● Directions: Starting from the line containing "the rear bumper.", write out the rest of the entries exactly, through the final line, including nothing else.

● Provided records:
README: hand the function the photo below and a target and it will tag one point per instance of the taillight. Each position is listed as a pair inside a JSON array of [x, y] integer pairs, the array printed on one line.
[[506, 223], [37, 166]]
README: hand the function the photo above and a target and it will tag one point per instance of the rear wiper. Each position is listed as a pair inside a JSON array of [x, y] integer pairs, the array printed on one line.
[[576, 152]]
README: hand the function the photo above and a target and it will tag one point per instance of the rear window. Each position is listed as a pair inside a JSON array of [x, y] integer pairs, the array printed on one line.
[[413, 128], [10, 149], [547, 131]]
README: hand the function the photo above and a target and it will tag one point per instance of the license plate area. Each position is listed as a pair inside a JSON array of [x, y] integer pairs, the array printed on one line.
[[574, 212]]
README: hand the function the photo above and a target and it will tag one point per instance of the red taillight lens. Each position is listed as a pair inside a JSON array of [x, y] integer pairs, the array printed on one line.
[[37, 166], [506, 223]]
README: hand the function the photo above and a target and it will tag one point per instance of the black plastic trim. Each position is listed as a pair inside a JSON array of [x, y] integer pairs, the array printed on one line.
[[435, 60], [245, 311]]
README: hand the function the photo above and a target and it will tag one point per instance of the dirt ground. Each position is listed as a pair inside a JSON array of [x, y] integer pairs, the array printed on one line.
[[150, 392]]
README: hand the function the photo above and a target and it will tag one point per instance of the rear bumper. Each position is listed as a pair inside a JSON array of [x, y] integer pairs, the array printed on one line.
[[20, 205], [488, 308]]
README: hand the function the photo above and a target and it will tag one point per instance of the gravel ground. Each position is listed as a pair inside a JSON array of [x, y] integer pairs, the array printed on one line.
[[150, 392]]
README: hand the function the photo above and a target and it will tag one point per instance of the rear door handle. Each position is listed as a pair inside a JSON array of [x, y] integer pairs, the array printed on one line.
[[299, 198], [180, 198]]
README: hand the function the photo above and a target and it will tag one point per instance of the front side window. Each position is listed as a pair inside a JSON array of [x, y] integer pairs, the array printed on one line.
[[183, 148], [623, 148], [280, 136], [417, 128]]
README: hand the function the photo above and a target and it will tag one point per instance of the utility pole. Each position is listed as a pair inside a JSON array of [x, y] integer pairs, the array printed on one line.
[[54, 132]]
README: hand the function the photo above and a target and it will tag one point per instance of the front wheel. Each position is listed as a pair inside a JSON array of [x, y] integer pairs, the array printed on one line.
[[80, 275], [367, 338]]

● Expected output:
README: hand the function the photo above and a target and it will tag one point per instance of the rear bumper. Each position is listed as a pair inside a JSON array of [x, y] integer pairs, the array printed on one line.
[[20, 205], [488, 308]]
README: hand the function the photo above and a target and it will tag one point per instance of the gravel ground. Each position is listed as a pair inside a JSON array of [x, y] integer pairs, the array printed on one line.
[[150, 392]]
README: hand the function the photo above and a target and it will tag one point per instance of the rear door handle. Each position is listed as a pair inside a JSON array of [x, y] integer pairs, the array printed on one line.
[[299, 198], [180, 198]]
README: hand the function the photo above and a target and it will tag one point per instance of the front side window. Each position is listed as a pair inside a JSON array of [x, y] integer pairs, the array printed on one line.
[[183, 148], [623, 148], [280, 136], [417, 128]]
README: hand the function the photo above and a target and it will tag one point per instance of the utility pole. Each position is listed as a pair inside a JSON array of [x, y] integer pairs, the array printed on one line.
[[54, 132]]
README: hand the function the photo above and a target and it will tag one point per instance of the front wheel. Each position is listed as a pair inside a JSON array of [x, y] integer pairs, the array printed on one line.
[[80, 275], [367, 338]]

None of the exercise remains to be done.